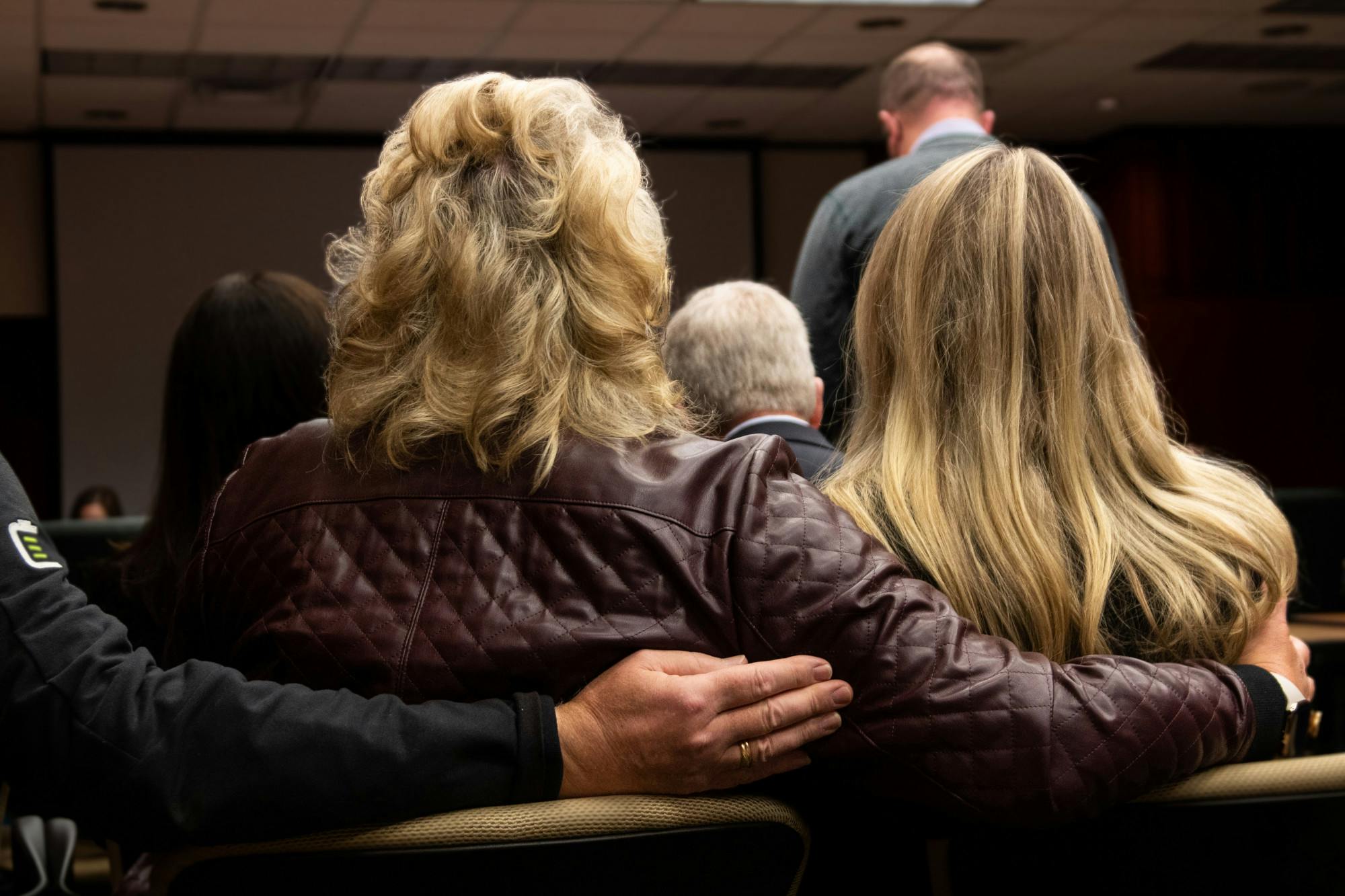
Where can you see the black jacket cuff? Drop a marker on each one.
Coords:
(1270, 706)
(539, 749)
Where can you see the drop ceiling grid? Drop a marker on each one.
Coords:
(1074, 52)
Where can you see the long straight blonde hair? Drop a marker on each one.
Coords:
(1011, 438)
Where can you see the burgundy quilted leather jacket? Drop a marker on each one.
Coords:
(442, 583)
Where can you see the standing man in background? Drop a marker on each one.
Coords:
(933, 108)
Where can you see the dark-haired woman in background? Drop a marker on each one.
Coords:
(96, 502)
(247, 362)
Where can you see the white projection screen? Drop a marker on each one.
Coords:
(143, 229)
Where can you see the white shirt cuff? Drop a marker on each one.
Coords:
(1293, 696)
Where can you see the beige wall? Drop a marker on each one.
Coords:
(793, 184)
(24, 264)
(141, 232)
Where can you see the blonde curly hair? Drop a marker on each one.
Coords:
(506, 286)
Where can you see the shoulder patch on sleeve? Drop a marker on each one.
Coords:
(28, 541)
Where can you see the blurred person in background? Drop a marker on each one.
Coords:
(740, 350)
(931, 108)
(508, 498)
(1011, 443)
(96, 502)
(247, 362)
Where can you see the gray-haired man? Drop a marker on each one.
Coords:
(740, 350)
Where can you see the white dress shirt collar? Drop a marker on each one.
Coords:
(949, 127)
(763, 419)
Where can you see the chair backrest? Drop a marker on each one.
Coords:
(738, 845)
(1272, 826)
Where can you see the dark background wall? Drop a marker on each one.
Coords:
(1231, 241)
(1234, 241)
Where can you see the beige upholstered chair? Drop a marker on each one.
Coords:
(738, 845)
(1282, 779)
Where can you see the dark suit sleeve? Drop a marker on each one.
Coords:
(197, 754)
(825, 288)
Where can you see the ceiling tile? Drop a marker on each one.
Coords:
(18, 26)
(271, 40)
(683, 48)
(1243, 29)
(645, 110)
(198, 114)
(586, 46)
(1035, 26)
(145, 103)
(739, 19)
(356, 107)
(625, 18)
(154, 13)
(430, 42)
(1061, 5)
(470, 15)
(315, 14)
(20, 97)
(915, 24)
(859, 49)
(1218, 6)
(1174, 28)
(757, 110)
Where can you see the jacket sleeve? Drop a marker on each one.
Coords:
(942, 713)
(197, 754)
(825, 280)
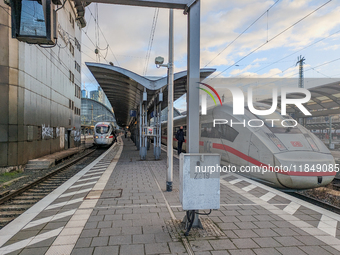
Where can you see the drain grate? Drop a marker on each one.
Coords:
(176, 229)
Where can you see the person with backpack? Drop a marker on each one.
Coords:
(180, 140)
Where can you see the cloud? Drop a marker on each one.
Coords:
(127, 29)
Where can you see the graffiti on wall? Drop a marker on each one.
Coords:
(76, 135)
(46, 131)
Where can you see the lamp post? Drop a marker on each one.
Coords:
(159, 62)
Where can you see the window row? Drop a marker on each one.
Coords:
(77, 66)
(76, 111)
(77, 91)
(71, 76)
(77, 44)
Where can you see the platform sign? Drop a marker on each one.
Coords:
(199, 181)
(62, 137)
(150, 131)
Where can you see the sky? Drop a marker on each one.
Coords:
(240, 38)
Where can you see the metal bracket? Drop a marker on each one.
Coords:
(186, 8)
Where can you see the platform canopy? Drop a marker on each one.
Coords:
(124, 88)
(325, 100)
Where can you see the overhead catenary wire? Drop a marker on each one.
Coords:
(100, 30)
(277, 35)
(266, 12)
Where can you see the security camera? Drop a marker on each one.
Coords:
(159, 60)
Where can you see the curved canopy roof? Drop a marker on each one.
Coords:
(93, 111)
(124, 88)
(325, 100)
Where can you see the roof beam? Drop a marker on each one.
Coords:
(174, 4)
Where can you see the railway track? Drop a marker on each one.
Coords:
(16, 202)
(316, 202)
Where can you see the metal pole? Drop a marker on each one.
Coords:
(140, 125)
(154, 126)
(160, 125)
(169, 176)
(330, 131)
(193, 126)
(193, 78)
(145, 126)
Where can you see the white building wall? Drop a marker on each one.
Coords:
(39, 91)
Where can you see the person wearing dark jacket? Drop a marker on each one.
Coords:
(180, 140)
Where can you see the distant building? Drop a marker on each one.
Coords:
(40, 90)
(94, 95)
(93, 111)
(84, 93)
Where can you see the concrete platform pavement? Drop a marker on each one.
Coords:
(118, 205)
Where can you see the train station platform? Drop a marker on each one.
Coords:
(50, 160)
(118, 205)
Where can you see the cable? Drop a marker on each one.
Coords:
(190, 218)
(152, 34)
(266, 12)
(105, 39)
(272, 38)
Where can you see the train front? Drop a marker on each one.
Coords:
(102, 133)
(300, 159)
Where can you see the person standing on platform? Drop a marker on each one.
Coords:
(180, 140)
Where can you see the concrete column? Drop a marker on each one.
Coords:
(193, 78)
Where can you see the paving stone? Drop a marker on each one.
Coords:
(266, 251)
(291, 251)
(110, 231)
(314, 250)
(287, 240)
(331, 250)
(177, 247)
(245, 233)
(82, 251)
(222, 244)
(266, 242)
(201, 245)
(91, 225)
(115, 240)
(227, 226)
(34, 251)
(265, 232)
(132, 249)
(144, 238)
(89, 233)
(83, 242)
(242, 252)
(246, 225)
(244, 243)
(163, 237)
(285, 232)
(106, 250)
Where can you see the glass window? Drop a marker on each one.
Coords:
(273, 122)
(102, 129)
(219, 131)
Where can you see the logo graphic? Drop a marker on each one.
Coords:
(239, 100)
(204, 97)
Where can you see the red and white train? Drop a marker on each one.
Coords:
(104, 133)
(288, 158)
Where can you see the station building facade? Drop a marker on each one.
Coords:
(40, 97)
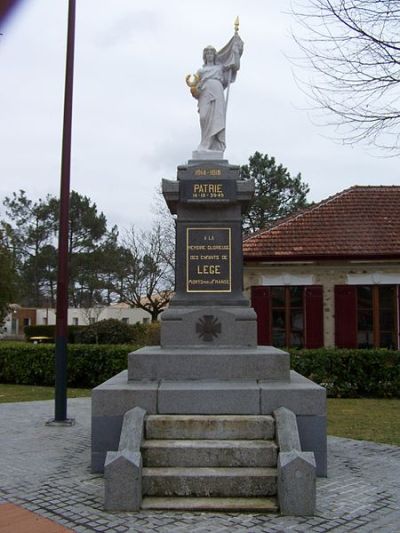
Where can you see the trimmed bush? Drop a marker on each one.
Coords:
(74, 332)
(110, 331)
(351, 373)
(344, 373)
(88, 365)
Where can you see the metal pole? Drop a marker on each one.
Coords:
(62, 279)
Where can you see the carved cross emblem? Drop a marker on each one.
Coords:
(208, 327)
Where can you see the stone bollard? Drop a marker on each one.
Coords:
(297, 483)
(123, 481)
(296, 469)
(123, 468)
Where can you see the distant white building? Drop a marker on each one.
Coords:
(19, 317)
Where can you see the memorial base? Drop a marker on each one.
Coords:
(112, 399)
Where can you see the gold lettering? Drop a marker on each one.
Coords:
(209, 269)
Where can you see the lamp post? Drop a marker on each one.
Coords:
(62, 276)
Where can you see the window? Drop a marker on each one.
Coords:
(376, 316)
(289, 315)
(366, 316)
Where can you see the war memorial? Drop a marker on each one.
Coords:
(208, 419)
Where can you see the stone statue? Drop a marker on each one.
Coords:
(207, 86)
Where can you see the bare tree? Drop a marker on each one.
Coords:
(353, 48)
(148, 279)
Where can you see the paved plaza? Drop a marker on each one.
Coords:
(46, 470)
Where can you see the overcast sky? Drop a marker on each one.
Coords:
(134, 119)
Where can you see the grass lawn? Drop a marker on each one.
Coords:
(364, 419)
(29, 393)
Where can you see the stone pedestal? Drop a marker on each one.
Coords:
(208, 361)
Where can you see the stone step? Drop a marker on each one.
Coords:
(213, 363)
(261, 505)
(210, 427)
(213, 453)
(203, 482)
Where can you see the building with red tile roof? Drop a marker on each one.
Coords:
(330, 274)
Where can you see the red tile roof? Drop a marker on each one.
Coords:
(360, 222)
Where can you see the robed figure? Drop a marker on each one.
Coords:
(208, 85)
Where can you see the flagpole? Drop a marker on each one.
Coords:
(61, 351)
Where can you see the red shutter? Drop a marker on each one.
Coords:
(346, 316)
(314, 317)
(398, 316)
(261, 303)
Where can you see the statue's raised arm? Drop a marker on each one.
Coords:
(207, 86)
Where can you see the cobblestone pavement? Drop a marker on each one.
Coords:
(46, 470)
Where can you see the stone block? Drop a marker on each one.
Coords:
(209, 397)
(123, 481)
(222, 482)
(213, 363)
(210, 427)
(132, 432)
(116, 396)
(300, 395)
(287, 434)
(210, 453)
(297, 483)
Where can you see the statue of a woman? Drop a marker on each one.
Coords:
(207, 86)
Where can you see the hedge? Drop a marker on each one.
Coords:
(88, 365)
(344, 373)
(110, 331)
(351, 373)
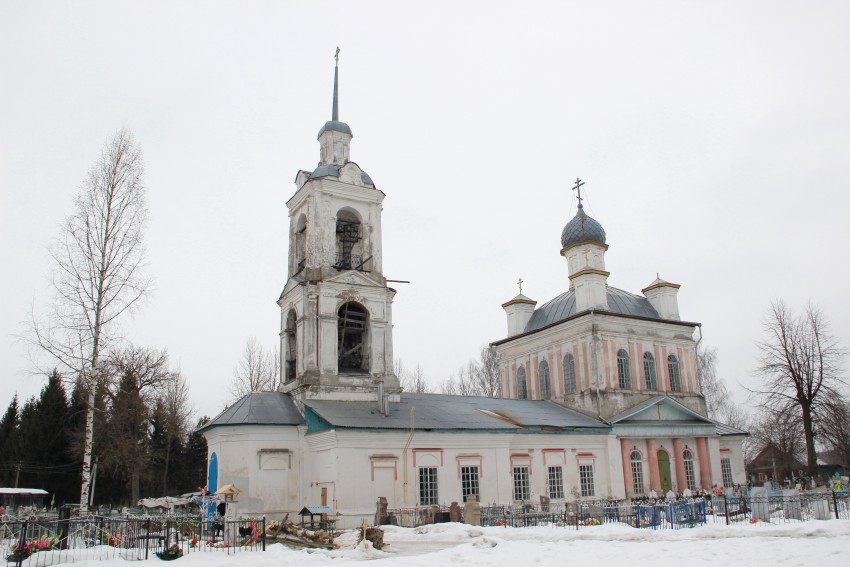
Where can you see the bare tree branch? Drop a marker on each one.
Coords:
(257, 370)
(800, 366)
(98, 261)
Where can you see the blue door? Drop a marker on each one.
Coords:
(212, 478)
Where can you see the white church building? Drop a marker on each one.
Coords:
(600, 392)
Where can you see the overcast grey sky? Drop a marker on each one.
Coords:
(713, 137)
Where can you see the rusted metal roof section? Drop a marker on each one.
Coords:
(444, 412)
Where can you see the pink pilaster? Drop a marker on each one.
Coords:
(627, 466)
(681, 479)
(652, 455)
(704, 464)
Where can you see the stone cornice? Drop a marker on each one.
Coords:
(660, 284)
(589, 271)
(515, 301)
(597, 244)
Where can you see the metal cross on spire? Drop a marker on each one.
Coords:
(335, 110)
(577, 188)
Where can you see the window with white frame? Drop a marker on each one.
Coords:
(649, 371)
(673, 368)
(521, 384)
(688, 459)
(522, 483)
(726, 471)
(469, 482)
(624, 373)
(585, 474)
(543, 373)
(555, 481)
(637, 473)
(569, 374)
(428, 486)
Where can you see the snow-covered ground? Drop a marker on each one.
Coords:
(822, 544)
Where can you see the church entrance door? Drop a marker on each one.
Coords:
(664, 471)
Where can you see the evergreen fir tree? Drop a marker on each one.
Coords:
(9, 456)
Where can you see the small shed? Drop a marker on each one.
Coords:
(313, 511)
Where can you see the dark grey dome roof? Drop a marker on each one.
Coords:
(259, 408)
(336, 126)
(582, 229)
(564, 306)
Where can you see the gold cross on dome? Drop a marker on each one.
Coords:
(577, 188)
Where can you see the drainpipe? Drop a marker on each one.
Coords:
(404, 453)
(594, 364)
(696, 352)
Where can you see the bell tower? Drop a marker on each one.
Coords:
(336, 308)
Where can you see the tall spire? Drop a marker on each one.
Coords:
(335, 112)
(335, 136)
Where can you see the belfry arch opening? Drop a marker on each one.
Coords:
(300, 243)
(353, 339)
(349, 236)
(291, 356)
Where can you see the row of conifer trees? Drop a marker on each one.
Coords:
(145, 442)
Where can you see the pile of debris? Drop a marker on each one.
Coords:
(293, 534)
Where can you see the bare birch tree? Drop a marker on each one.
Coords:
(477, 378)
(98, 261)
(718, 401)
(257, 370)
(487, 375)
(800, 365)
(411, 380)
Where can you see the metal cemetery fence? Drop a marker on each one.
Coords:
(45, 541)
(656, 515)
(780, 506)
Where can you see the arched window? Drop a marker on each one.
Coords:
(637, 473)
(301, 244)
(623, 371)
(353, 337)
(521, 385)
(649, 371)
(543, 374)
(348, 237)
(673, 368)
(291, 344)
(688, 459)
(569, 374)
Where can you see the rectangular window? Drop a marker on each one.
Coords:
(469, 482)
(637, 477)
(522, 486)
(428, 486)
(726, 471)
(585, 473)
(556, 483)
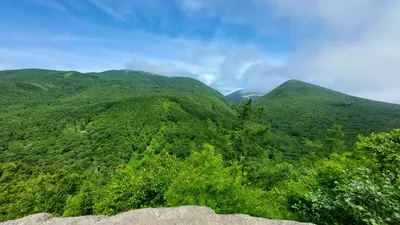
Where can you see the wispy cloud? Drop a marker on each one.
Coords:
(56, 4)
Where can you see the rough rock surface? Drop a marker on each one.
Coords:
(179, 215)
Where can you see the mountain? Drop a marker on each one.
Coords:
(74, 144)
(241, 96)
(72, 119)
(303, 109)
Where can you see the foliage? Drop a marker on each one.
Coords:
(76, 144)
(305, 110)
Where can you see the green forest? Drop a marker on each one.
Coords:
(75, 144)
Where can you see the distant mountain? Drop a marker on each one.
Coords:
(307, 110)
(241, 96)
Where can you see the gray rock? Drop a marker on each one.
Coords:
(167, 216)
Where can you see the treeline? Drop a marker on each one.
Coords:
(232, 166)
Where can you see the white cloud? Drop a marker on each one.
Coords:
(365, 64)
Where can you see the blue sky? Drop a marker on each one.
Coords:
(227, 44)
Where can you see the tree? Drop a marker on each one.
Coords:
(333, 141)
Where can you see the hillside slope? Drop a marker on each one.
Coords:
(307, 110)
(241, 96)
(71, 119)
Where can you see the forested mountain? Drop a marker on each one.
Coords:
(240, 96)
(303, 110)
(102, 143)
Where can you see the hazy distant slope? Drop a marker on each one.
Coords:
(241, 96)
(307, 110)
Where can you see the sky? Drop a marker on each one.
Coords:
(349, 46)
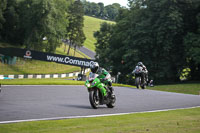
○ ○ ○
Required work:
Look through the entries above; copy each line where the string "tile" appears.

Exercise output:
Where can you see the ceiling tile? Drop a marker on each one.
Where can you see the building with red tile roof? Drop a marker on each one.
Where can you see the red tile roof? Drop a marker on each one.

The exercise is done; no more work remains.